- **CONSEGNE**:
[1] Secondo il brano proposto, che cosa rende verde-crema il mochi preparato a Nara?
[2] Riassumi il brano proposto in due frasi.

- **BRANO PROPOSTO**:
La dieta ha effetto sui colori e sui criteri. L’orso marsicano, dal pelo bruno e fulvo, suscita un sincero senso di preoccupazione, anche se si nutre per il 90% di piante, bacche, tuberi e radici. Il problema è quel che resta di percentuale. E invece, il panda gigante! Grazioso beniamino bianco e nero, occhi dolci, ventre tondo di germogli poco nutritivi, viene visto come un disinteressato amico dei bambini. Soprattutto in Cina, dove mangia solamente piante di bambù, mai mammiferi e carcasse, cose che talvolta apprezza quel consimile d’Italia, soprattutto se affamato. Non vorremmo mai vederlo tale.
Anche il mochi, un certo glutinoso dolce giapponese, ha più colori. Diciamo almeno due: normalmente nasce bianco, come il riso da cui è stato metamorfizzato, per il tramite di due martelli, qualche pugno, la sapienza dei benefici antenati. A Nara, tra gli antichi templi del maestoso Buddha Vairocana, viene invece fatto verde-crema, grazie alle foglie di artemisia che rimpastano tra i chicchi appiccicosi. Mai e poi mai ci lascerebbero gli insetti, sulle piante, in quel patrio mondo culturale dove gli artropodi, ebbene si! Li amano, ma con gli occhi e non la bocca (quanti bambini fanno “combattere” i preziosi scarabei, Pokémon del mondo materiale…). Infatti Abaum Getsjiggy, nel notevole frangente riprodotto in questo video, ovunque poteva trovarsi, tranne che in Giappone. Siamo invece per le strade della terra del Kung-Fu, nonché dei panda già citati, dove si mangia spesso sotto il cielo di un eterno ristorante, però qualche volta, va detto, usando il proprio senso del coraggio. Occorre decidere con lo strumento dello sguardo.

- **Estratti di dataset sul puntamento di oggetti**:
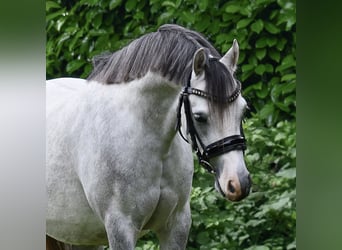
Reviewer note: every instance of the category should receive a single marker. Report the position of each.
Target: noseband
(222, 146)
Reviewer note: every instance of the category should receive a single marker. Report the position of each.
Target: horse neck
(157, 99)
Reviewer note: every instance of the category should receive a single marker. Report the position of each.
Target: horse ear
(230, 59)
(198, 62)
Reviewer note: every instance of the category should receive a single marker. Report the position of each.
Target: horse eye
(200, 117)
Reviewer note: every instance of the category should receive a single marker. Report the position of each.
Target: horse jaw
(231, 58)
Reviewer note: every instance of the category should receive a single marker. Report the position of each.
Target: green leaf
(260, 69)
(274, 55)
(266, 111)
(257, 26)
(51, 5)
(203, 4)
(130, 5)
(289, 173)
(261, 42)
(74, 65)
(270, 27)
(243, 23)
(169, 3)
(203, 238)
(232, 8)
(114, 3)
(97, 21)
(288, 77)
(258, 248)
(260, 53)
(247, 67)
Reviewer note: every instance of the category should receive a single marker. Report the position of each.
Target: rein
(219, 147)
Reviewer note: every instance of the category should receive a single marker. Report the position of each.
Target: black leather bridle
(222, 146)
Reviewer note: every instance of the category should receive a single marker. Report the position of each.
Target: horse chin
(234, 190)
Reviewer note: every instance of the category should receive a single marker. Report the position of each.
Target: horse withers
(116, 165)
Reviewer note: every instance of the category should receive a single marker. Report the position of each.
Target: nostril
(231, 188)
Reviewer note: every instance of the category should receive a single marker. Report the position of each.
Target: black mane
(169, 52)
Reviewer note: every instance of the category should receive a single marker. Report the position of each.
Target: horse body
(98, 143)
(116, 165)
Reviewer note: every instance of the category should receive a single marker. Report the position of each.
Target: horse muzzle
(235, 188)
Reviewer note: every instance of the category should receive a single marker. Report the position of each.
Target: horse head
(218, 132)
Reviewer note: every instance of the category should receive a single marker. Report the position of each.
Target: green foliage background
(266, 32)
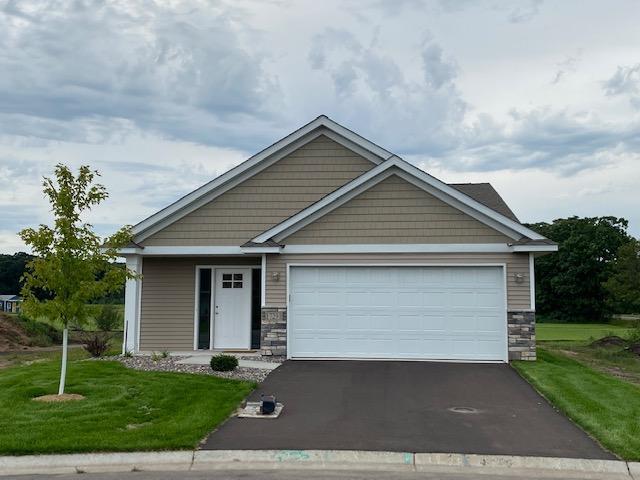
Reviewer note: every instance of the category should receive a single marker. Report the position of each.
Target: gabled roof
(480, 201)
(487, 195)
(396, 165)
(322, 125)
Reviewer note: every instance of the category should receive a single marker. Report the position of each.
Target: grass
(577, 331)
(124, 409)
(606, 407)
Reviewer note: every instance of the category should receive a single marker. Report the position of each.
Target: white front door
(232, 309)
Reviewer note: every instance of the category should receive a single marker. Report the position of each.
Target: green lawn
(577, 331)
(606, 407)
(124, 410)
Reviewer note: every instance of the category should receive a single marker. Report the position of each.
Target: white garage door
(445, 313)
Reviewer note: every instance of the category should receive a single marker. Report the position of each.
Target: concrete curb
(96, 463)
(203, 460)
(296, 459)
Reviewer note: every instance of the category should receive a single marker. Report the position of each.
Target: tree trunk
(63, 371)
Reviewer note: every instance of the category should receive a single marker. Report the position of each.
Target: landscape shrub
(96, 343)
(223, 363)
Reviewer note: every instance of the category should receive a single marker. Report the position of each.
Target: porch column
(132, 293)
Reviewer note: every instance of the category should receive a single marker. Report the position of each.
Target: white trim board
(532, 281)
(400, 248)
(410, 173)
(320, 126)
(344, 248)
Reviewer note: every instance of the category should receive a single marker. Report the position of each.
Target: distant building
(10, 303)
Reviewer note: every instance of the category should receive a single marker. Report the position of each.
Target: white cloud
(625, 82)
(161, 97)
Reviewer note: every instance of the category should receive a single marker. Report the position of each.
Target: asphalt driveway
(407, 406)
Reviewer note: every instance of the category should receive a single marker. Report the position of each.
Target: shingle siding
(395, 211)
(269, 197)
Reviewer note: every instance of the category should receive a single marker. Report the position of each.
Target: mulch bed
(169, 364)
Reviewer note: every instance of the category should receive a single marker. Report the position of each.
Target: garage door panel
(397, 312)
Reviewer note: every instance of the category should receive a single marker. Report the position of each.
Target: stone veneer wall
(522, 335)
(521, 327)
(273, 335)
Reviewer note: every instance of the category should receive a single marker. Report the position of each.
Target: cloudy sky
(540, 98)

- **SOLUZIONI PER COMPITO**:
[1] Le foglie di artemisia impastate tra i chicchi appiccicosi.

[2] L'orso marsicano mangia soprattutto piante, ma talvolta anche mammiferi e carcasse, e suscita preoccupazione, mentre il panda gigante, che in Cina mangia solamente bambù, è visto come un amico dei bambini. Il mochi, dolce giapponese di riso normalmente bianco, a Nara diventa verde-crema grazie all'artemisia; in Giappone gli insetti si amano con gli occhi e non con la bocca, e infatti la scena del video citato si svolge in Cina.